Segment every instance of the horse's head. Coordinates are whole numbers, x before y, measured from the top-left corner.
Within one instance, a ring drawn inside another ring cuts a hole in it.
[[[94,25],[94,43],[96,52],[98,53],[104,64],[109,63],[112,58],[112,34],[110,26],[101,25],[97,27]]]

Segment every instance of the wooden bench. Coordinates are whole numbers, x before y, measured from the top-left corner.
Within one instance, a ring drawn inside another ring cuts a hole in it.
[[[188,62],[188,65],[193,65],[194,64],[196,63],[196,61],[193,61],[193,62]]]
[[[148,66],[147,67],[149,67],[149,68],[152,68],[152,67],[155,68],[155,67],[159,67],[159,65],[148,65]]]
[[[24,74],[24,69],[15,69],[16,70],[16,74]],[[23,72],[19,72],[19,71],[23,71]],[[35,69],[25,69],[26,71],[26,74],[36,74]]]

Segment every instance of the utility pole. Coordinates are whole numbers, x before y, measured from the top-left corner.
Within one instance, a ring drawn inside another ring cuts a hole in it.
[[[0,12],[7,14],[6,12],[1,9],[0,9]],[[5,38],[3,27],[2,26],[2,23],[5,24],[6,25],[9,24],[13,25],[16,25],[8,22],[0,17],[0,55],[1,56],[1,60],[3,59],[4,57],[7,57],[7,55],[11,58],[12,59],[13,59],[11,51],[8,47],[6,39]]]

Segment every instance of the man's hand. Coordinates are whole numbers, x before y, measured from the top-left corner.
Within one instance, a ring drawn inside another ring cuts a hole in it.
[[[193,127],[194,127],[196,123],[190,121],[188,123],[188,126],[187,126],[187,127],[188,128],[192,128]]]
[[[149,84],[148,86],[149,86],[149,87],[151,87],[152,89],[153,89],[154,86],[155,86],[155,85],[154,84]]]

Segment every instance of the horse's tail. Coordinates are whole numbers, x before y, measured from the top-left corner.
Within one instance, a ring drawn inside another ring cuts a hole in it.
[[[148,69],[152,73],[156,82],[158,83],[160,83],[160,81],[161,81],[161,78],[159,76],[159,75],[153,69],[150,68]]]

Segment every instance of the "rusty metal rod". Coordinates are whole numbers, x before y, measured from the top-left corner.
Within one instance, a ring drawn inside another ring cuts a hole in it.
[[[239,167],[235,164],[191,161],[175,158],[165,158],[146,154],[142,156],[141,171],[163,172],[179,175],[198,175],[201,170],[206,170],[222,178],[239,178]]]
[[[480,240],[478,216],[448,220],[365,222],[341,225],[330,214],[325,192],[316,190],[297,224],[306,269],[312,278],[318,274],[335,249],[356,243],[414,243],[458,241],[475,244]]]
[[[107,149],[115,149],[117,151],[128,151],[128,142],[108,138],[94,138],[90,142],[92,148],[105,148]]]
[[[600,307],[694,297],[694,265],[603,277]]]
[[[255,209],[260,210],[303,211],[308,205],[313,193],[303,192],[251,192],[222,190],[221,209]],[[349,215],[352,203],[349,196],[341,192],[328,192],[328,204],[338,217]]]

§ §

== WORK TO BE COMPLETED ==
Please recast the items above as a two-column CSV with the header prompt_text,answer, one row per item. Put each item's text and its full answer in one quoted field apiece, with line breaks turned into spaces.

== FULL RESPONSE ==
prompt_text,answer
"Segment every instance of the horse's head. Coordinates are whole numbers, x before y, measured from the top-left corner. Within one instance, a ring drawn inside another ring cuts a hole in it.","[[[94,25],[94,43],[96,52],[98,53],[104,64],[109,63],[112,58],[112,34],[110,26],[101,25],[97,27]]]"
"Segment every instance of the wooden bench. Coordinates are whole numbers, x before y, measured from the top-left corner. Within one instance, a ring drawn inside another ring cuts a hole in it.","[[[188,62],[188,65],[193,65],[194,64],[196,63],[196,61],[193,61],[193,62]]] [[[148,66],[147,67],[149,67],[149,68],[152,68],[152,67],[155,68],[155,67],[159,67],[159,65],[148,65]]] [[[24,74],[24,69],[15,69],[16,70],[16,74]],[[23,72],[19,72],[19,71],[23,71]],[[35,69],[25,69],[26,71],[26,74],[36,74]]]"
"Segment every instance of the utility pole. Coordinates are whole numbers, x before y, measured from the top-left corner. Within one instance, a ring drawn inside another ring cuts a hole in it.","[[[0,12],[7,14],[6,12],[1,9],[0,9]],[[5,38],[3,27],[2,26],[2,23],[5,24],[6,25],[9,24],[13,25],[16,25],[8,22],[0,17],[0,55],[1,56],[1,60],[3,59],[4,57],[7,57],[7,55],[11,58],[12,59],[13,59],[11,51],[8,47],[6,39]]]"
"Segment every instance of the man's hand. Coordinates are whole numbers, x before y, measured from the top-left corner. Within one instance, a ring drawn inside another ring cuts a hole in it.","[[[193,127],[194,127],[196,123],[190,121],[188,123],[188,126],[187,126],[187,127],[188,128],[192,128]]] [[[149,84],[148,86],[149,86],[149,87],[151,87],[152,89],[153,89],[154,86],[155,86],[155,85],[154,84]]]"
"Segment every instance of the horse's tail. Coordinates are whole numbers, x before y, measured from the top-left corner. Within one instance, a ring drawn inside another ring cuts a hole in it.","[[[148,69],[152,73],[156,82],[158,83],[160,83],[160,81],[161,81],[161,78],[159,76],[159,75],[153,69],[150,68]]]"
"Segment every instance of the ""rusty metal rod"". Coordinates are whole numbers, x before y, measured from the top-left corner. Within one instance, a ring drawn inside another ring cuts a hole in it.","[[[239,167],[235,164],[191,161],[175,158],[165,158],[146,154],[142,156],[141,171],[163,172],[179,175],[198,175],[201,170],[206,170],[222,178],[239,178]]] [[[480,240],[478,216],[448,220],[365,222],[341,225],[330,214],[325,192],[316,190],[297,224],[306,269],[312,278],[318,274],[335,249],[356,243],[414,243],[458,241],[475,244]]] [[[107,149],[115,149],[117,151],[128,151],[128,142],[108,138],[94,138],[90,142],[92,148],[105,148]]] [[[600,307],[694,297],[694,265],[603,277]]] [[[255,209],[260,210],[303,211],[308,205],[313,193],[303,192],[251,192],[222,190],[221,209]],[[349,215],[352,203],[349,196],[341,192],[328,192],[328,204],[338,217]]]"